Mais Burke avait pris son parti d’une rupture et, dans la séance du 6 mai, sans y être provoqué par aucune parole, il attaqua à fond la Révolution française. Fox répondit avec fermeté que la discussion de Burke était hors de propos et qu’il ne se prêterait pas à ce jeu : mais que, si Burke voulait instituer sur la Révolution française un débat précis, il serait aisé de démontrer qu’on pouvait admirer la Révolution sans être tenté de l’imiter.

« Que ceux qui disent qu’on désire imiter ce que l’on admire montrent d’abord que les circonstances sont les mêmes dans les deux pays. Il incombe à mon honorable ami de montrer que notre pays est dans la situation précise de la France au temps de la Révolution française, avant d’avoir le droit d’user de cet argument. Quand il aura fait cela, je suis prêt à dire que la Révolution française doit être l’objet d’imitation pour notre pays... Si le Comité décide que mon honorable ami peut poursuivre sa discussion sur la Révolution, je quitterai la Chambre et si quelque ami veut bien m’envoyer un mot quand le bill de Québec reviendra en discussion, je rentrerai pour le discuter... Et, quand le moment convenable pour un débat de cette sorte sera venu, si faibles que soient mes moyens, comparés à ceux de mon honorable ami, je maintiendrai, contre la force supérieure de son éloquence, que les Droits de l’Homme, que mon honorable ami a ridiculisés, comme n’étant que la chimère d’un visionnaire, sont, en fait, la base et le fondement de toute Constitution rationnelle et même de la Constitution anglaise elle-même, comme le prouve le livre des statuts. »

**DONNÉES FOURNIES**
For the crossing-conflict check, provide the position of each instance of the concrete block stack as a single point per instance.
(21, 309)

==

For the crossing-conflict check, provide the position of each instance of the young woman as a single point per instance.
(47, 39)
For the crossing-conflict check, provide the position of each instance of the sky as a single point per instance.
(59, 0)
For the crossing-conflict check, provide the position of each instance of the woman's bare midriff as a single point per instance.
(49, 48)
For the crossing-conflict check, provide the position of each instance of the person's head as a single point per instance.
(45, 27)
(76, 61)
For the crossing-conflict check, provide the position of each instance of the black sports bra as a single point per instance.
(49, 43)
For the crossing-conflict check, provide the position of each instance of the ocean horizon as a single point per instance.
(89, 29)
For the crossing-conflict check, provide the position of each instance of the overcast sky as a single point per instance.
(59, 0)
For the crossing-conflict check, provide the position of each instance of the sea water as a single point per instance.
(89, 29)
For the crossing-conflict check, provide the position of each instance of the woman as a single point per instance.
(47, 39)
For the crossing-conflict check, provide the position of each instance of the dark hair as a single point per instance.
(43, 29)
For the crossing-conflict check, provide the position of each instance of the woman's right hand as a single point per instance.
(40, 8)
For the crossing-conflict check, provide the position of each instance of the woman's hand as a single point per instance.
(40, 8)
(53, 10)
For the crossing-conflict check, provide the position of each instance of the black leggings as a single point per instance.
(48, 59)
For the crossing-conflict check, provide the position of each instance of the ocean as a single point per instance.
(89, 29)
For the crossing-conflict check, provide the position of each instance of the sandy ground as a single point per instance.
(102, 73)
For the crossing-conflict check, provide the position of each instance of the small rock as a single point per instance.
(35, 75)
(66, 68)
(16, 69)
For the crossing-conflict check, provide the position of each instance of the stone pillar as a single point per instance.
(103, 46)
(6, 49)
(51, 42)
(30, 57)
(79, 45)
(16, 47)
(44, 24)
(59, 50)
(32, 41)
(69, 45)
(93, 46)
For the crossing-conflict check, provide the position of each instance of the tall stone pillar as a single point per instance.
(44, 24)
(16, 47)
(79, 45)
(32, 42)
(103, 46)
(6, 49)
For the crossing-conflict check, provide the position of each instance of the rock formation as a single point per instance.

**CONSIGNES**
A - Relevez chaque ligne des entrées contenant le mot « pillar », en tenant compte de la casse.
B - Reprenez le texte sur le débat entre Burke et Fox au sujet de la Révolution française et poursuivez-le après sa dernière phrase.

**RÉPONSES ATTENDUES**
A -
For the crossing-conflict check, provide the position of each instance of the stone pillar as a single point per instance.
For the crossing-conflict check, provide the position of each instance of the tall stone pillar as a single point per instance.

B -
Ainsi, Fox était comme partagé entre l’instinct de prudence, qui lui conseillait d’éviter ce débat terrible et l’entraînement généreux de sa pensée. Il avait blessé cruellement Burke en disant « qu’il avait été averti, par les plus hautes et les plus respectables autorités, que discuter à la hâte et sans information, de graves événements ne faisait honneur ni à la plume qui écrivait, ni à la langue qui parlait ».

Quoi ! Burke ne connaissait donc pas l’histoire vraie de la Révolution française ! et c’était un ami qui l’offensait aussi gravement ! Soit que son esprit se fût aigri, soit qu’il cherchât prétexte à enfoncer de plus en plus le Parlement dans cette querelle, Burke se répandit de nouveau en invectives amères contre la France. Et se tournant vers Fox, il lui cria :Fuyez, fuyez la Constitution française... — Est-ce donc une rupture d’amitié ? demanda Fox à demi-voix. — Oui, c’est une rupture d’amitié. »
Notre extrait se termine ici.